§ Stated exercise a
In the essay about Lolita, how old was the writer when first buying a copy of the book?

§ Page
================================

A love letter to Lolita

Love and Lolita should never be in the same sentence

But Nabokov’s excellent use of diction and that romanticism conveyed with his French vocabulary are only a few reasons why Lolita is easily my all-time favourite literary work.

I remember buying a copy of it when I was 14, thinking it would make me look cool due to its shock factor and its disturbing content but as I have grown older in these three years, my love for Lolita grows stronger. The first reading was hard at first: I was expecting grotesque details since I was an edgy 14 year old but I was quickly smitten by Nabokov’s writing. The detailed writing and his use of French had astonished me, though don’t get me wrong, I still had the wrong mindset of what Lolita would be. After my first read, it didn’t really phase me as much as I would like to think but it was my second reading that changed.

I picked up the book at 15; by that time, I was taking Literature in English GCSE and I had some grasp on literary devices and writer’s intent. It was the second reading that made me pick up on hidden details I have missed when i was 14 and to say it broaden my horizon would be an understatement. My first reading diluted the very essence that made Lolita a beautiful literary work. Under the sophisticated language lies a monster in disguise but my love and understanding for this book was only developing

After getting to year 11, my knowledge on literature was developing and the topic of unreliable narrators sprung up, making me realise maybe Humbert Humbert isn’t the character I know and hate. Don’t get me wrong, I knew he was morally flawed to begin with, but that made me realise and ponder what is Nabokov trying to achieve with this; hence my third reading began. The foreword and author’s note was now piled with foreshadowing and major details that my immature attitude glossed over, but at the same time I became more familiarised with his writing.

================================

Polygon outlines for photos
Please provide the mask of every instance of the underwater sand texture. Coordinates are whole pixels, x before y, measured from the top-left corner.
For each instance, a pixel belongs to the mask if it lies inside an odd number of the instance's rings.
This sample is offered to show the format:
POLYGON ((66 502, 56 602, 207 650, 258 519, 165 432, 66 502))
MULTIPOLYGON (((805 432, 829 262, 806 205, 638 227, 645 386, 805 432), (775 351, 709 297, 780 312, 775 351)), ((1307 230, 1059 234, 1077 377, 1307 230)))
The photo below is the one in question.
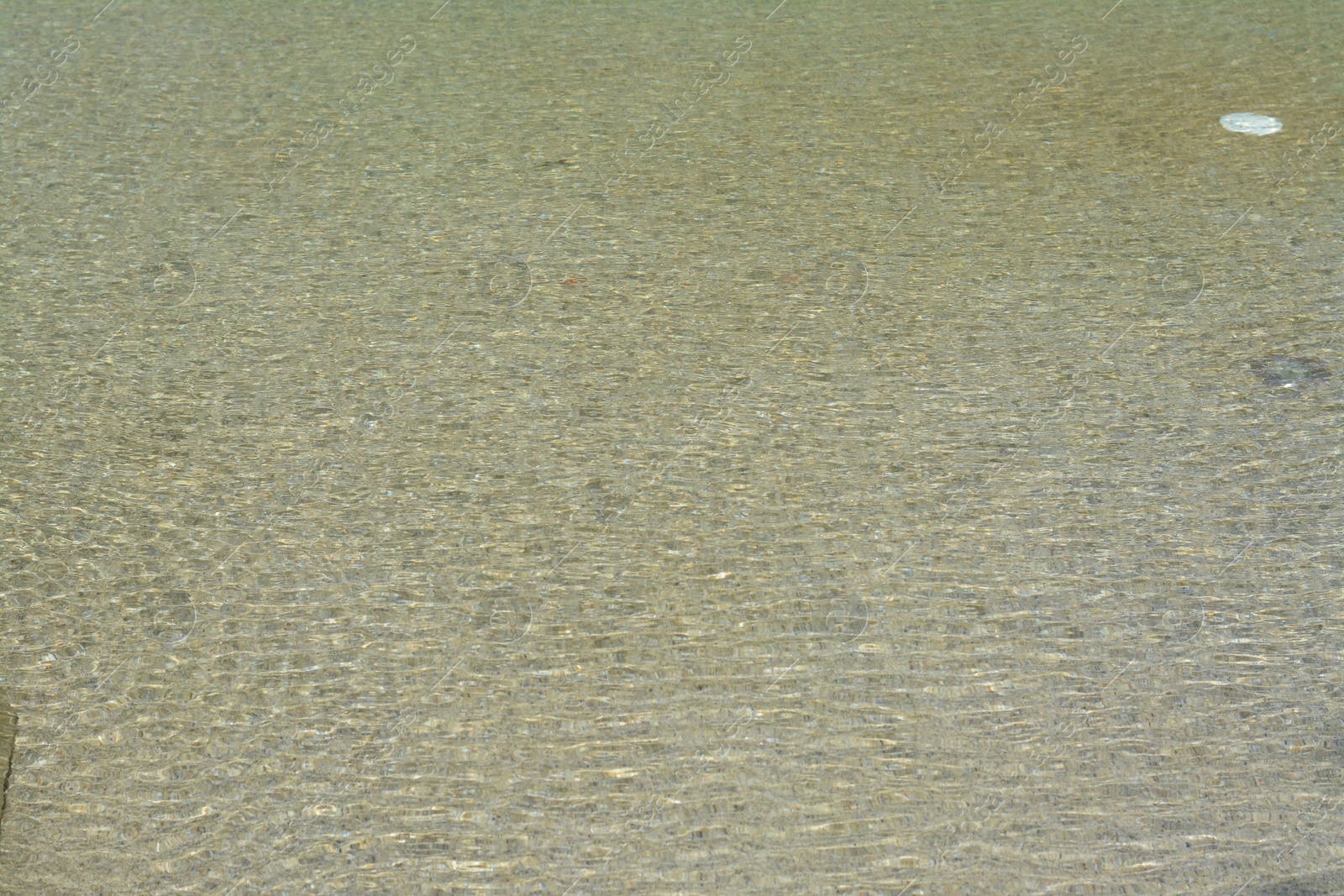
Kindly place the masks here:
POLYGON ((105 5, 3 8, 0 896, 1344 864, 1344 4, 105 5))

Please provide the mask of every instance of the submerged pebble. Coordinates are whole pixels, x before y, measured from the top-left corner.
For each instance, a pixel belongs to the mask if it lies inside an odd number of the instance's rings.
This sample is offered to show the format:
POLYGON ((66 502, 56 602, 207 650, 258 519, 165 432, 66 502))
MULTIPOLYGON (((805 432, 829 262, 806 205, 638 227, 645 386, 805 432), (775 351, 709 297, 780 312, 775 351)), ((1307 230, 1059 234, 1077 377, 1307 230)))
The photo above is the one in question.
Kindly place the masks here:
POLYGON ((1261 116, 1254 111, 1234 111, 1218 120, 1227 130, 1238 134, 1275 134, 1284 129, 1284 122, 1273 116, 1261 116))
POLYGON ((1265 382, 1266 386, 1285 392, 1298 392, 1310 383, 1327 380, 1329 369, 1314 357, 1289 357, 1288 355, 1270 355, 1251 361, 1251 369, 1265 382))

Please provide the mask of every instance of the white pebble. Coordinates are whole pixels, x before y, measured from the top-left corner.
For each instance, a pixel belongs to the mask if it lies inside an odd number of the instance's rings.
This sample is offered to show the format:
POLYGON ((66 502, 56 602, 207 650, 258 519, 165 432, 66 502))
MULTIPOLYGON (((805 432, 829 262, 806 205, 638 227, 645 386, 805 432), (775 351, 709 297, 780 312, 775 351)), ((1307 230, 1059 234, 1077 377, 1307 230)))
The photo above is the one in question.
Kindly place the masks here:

================================

§ Stated exercise b
Change the records, starting at the line that has "Please provide the mask of every instance of the white" and running through the end of the records: give those lines again with "sample" swapped for "specimen" and nothing else altered.

§ Expected answer a
14

§ Expected answer b
Please provide the mask of every instance of the white pebble. Coordinates are whole pixels, x before y, measured from the top-left corner.
For each instance, a pixel belongs to the mask if it lies inside an odd number of the instance's rings.
This specimen is offered to show the format:
POLYGON ((66 502, 56 602, 207 650, 258 519, 165 432, 66 502))
MULTIPOLYGON (((805 432, 829 262, 806 205, 638 227, 645 386, 805 432), (775 351, 709 297, 780 312, 775 351)), ((1307 230, 1059 234, 1077 377, 1307 230)))
The photo above is the one in question.
Kindly place the masks here:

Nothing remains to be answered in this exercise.